| Trabajo requerido |
Al contar las líneas de las filas de abajo, ¿cuántas contienen la palabra "tree", distinguiendo entre mayúsculas y minúsculas? Indica solo el número.

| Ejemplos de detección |
········
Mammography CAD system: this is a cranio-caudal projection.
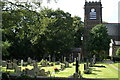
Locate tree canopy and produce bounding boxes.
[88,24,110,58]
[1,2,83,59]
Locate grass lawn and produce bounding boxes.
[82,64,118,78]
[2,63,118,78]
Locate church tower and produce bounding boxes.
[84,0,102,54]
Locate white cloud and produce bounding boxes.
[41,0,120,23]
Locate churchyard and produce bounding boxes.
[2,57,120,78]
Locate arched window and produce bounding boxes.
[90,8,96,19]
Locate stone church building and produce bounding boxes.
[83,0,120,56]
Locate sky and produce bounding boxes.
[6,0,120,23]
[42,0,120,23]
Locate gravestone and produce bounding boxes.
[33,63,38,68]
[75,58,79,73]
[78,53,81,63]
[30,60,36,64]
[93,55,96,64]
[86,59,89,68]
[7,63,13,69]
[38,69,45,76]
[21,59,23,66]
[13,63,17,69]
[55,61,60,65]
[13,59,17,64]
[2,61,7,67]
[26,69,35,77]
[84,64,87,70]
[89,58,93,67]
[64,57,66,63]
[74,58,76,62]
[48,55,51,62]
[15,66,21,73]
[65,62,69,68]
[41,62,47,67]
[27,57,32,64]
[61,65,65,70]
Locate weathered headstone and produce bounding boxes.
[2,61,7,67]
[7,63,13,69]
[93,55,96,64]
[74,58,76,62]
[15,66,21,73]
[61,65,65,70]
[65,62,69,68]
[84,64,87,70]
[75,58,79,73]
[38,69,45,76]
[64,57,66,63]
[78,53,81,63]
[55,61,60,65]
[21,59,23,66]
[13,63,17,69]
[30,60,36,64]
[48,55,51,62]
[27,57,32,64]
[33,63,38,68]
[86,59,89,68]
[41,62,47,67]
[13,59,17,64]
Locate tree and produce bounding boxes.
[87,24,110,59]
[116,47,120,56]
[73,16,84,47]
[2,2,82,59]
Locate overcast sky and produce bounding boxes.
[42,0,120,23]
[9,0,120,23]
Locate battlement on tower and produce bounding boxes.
········
| Respuesta al ejercicio |
2